Can You Cash Out Your Pension When Leaving a Job? (2024)

Can You Cash Out Your Pension When Leaving a Job? (1)

In the ever-changing landscape of retirement planning, understanding the options available for your pension plan is crucial. One common question that arises when leaving a job is whether you can cash out your defined benefit pension plan. Defined benefit pension plans, often referred to as traditional pension plans, promise a fixed monthly payment in retirement. However, the rules regarding cashing out these plans when switching jobs can be complex and depend on the terms of the plan.

A financial advisor can help you make critical decisions surrounding your retirement assets. Match with a fiduciary advisor today.

What Is a Defined Benefit Pension Plan?

A defined benefit pension plan is a retirement plan that promises a determined payout to its beneficiaries for the rest of their lives. This payout generally depends on factors such as the individual’s salary scale, years of service and age.

The lion’s share of investment risk in such plans rests on the shoulders of the employer, not the employee. The employer is also typically responsible for funding the plan, unlike a 401(k), which is funded primarily by employee contributions.

Imagine a long-serving employee named John who has worked for Company XYZ for 35 years and has a defined benefit pension. When he retires, John receives a fixed monthly payment irrespective of the market fluctuations.

On the contrary, suppose he was part of a defined contribution plan, like a 401(k). In this case, his retirement benefits would be subject to the performance of the investments made with the contributions he or his employer made to the plan. In essence, a defined contribution plan exposes the employee to the risks and rewards of their investment decisions.

Vested vs. Non-Vested

Can You Cash Out Your Pension When Leaving a Job? (2)

Whether you can cash out your pension when you leave a job depends in part on whether you’re pension is vested or not.

Vested benefits refer to the portion of a pension plan that an employee is entitled to receive even if they leave their job before retirement age. In essence, it’s the money an employee has earned that is theirs to keep, regardless of their employment status.

The vesting process typically unfolds over a predetermined period, often five years, during which the employee gradually becomes entitled to a larger share of their pension benefits. After completing this vesting period, they are considered fully vested and can claim their entire accrued pension benefit when they reach the plan’s retirement age.

_Stored records_.
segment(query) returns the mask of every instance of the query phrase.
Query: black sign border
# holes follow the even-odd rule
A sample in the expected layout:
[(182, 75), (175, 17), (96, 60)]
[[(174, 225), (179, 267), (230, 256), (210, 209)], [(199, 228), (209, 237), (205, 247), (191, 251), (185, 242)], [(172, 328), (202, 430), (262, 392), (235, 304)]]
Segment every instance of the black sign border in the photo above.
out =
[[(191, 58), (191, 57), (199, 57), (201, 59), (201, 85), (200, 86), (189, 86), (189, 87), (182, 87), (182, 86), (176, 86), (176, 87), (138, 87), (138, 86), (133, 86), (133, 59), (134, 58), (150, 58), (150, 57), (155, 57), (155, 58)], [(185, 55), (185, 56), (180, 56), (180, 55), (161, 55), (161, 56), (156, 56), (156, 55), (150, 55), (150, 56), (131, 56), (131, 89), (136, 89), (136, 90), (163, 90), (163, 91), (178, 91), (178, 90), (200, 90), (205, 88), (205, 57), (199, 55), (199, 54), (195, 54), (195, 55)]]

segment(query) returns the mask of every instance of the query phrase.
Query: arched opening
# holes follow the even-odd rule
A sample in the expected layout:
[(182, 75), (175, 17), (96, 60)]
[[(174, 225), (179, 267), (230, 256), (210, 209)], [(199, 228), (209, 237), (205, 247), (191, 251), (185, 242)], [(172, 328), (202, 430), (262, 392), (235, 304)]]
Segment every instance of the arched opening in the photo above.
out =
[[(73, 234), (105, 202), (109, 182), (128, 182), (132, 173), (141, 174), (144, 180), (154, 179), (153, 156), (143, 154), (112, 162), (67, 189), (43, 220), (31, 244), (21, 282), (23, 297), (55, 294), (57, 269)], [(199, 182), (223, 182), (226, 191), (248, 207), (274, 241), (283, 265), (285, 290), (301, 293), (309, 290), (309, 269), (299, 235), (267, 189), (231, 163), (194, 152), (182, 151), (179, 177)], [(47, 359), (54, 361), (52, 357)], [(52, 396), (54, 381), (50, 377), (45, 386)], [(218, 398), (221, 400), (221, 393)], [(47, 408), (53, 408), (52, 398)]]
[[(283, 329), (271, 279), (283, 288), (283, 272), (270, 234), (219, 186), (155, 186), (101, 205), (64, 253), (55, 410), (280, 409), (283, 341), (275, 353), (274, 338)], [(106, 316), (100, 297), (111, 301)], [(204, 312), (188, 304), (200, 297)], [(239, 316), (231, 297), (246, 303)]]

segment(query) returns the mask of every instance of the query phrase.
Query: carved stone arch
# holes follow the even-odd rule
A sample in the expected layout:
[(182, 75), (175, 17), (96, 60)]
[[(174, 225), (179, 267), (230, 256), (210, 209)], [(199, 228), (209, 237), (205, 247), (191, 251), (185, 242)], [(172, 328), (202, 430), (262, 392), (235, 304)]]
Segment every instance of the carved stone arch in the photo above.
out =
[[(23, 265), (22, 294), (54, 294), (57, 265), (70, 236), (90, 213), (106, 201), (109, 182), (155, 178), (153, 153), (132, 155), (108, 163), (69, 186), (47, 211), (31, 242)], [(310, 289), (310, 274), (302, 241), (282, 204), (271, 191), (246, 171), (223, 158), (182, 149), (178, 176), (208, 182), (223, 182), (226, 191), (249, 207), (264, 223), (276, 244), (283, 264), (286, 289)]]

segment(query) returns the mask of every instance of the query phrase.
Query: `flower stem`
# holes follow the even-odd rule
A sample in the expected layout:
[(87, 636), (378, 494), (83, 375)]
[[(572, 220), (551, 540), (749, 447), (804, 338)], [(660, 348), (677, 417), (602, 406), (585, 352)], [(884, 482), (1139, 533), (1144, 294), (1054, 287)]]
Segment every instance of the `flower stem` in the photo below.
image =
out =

_Actions to take_.
- A) Transcribe the pension article between "A financial advisor" and "service and age.", inclusive.
- B) According to the pension article, how long does the vesting period often last?
- C) List the factors the pension article names as determining the payout of a defined benefit pension plan.

_Exercise results_.
- A)
A financial advisor can help you make critical decisions surrounding your retirement assets. Match with a fiduciary advisor today.

What Is a Defined Benefit Pension Plan?

A defined benefit pension plan is a retirement plan that promises a determined payout to its beneficiaries for the rest of their lives. This payout generally depends on factors such as the individual’s salary scale, years of service and age.

- B) It often lasts five years.

- C)
- The individual's salary scale
- Years of service
- Age